## start Entries provided
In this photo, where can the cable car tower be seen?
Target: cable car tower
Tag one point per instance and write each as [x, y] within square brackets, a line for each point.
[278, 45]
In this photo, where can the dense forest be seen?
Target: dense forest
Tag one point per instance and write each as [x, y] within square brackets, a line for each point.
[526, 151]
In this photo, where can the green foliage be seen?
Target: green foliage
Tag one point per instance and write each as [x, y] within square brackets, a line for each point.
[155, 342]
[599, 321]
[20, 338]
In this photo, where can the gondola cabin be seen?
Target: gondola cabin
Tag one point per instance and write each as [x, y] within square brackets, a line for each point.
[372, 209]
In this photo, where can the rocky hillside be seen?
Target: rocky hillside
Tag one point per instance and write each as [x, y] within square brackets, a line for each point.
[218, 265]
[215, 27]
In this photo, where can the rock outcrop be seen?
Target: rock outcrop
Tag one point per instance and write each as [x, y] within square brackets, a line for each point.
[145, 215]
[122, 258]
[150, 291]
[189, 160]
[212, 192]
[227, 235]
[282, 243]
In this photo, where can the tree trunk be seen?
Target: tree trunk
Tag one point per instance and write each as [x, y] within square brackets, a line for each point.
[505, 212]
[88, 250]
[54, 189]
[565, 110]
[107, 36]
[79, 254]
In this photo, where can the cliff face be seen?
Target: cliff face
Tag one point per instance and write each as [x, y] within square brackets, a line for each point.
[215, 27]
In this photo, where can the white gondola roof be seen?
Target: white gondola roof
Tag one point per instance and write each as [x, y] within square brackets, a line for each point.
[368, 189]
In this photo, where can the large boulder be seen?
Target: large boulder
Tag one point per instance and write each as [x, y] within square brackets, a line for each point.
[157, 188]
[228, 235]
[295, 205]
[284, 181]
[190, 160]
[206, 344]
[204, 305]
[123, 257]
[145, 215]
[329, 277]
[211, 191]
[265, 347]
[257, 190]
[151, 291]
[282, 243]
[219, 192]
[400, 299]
## end Entries provided
▶ _Requirements_
Give all the entries again exactly; leave none out.

▶ _Reply to the task_
In this photo, where can the cable car tower be seen?
Target: cable car tower
Tag one point per instance and write each as [x, y] within square brackets, a line for each point.
[278, 45]
In this photo, where can the dense forest be seen?
Target: dense forest
Tag one point per instance and write each as [x, y] within square brackets, a line for each point.
[526, 151]
In this photo, where can the green foliage be seen?
Target: green foliage
Tag one point per instance and write each as [x, y] within square brackets, a line for each point.
[155, 342]
[599, 321]
[20, 338]
In this photo, where can the gondola cabin be seen?
Target: gondola cabin
Tag one point per instance and write each as [x, y] within square brackets, a line for each point.
[372, 209]
In this photo, where can the rocky hillside be seen?
Target: rocky hillside
Tag one point per instance and write each as [x, y] within square brackets, a line for each point.
[218, 265]
[215, 27]
In this photo, where can the rock outcrop be seen?
Target: rock outcrop
Tag one point per instance and write each as [x, y] within square brackets, a line for each point.
[145, 215]
[122, 258]
[150, 291]
[189, 160]
[212, 192]
[227, 235]
[282, 243]
In this photo, where can the tree trunk be seen?
Target: tree trunk
Tag one point per instance and write each as [x, y] within square brackets, a line for each point.
[505, 212]
[88, 250]
[54, 189]
[565, 110]
[107, 36]
[79, 254]
In this photo, where can the cliff face be seen?
Target: cliff face
Tag one point per instance and write each as [x, y] within square brackets, a line for each point.
[215, 27]
In this photo, where can the white gondola roof be seen?
Target: white gondola roof
Tag one point per instance and write each as [x, y] within square brackets, a line for each point.
[368, 189]
In this photo, where can the large boulder be seen?
Target: large boulder
Tag one point per instance and write each as [x, y] within square brackets, a line for each point.
[157, 188]
[228, 235]
[295, 205]
[284, 181]
[190, 160]
[206, 344]
[204, 305]
[123, 257]
[145, 215]
[329, 277]
[211, 191]
[265, 347]
[257, 190]
[151, 291]
[282, 243]
[219, 192]
[400, 299]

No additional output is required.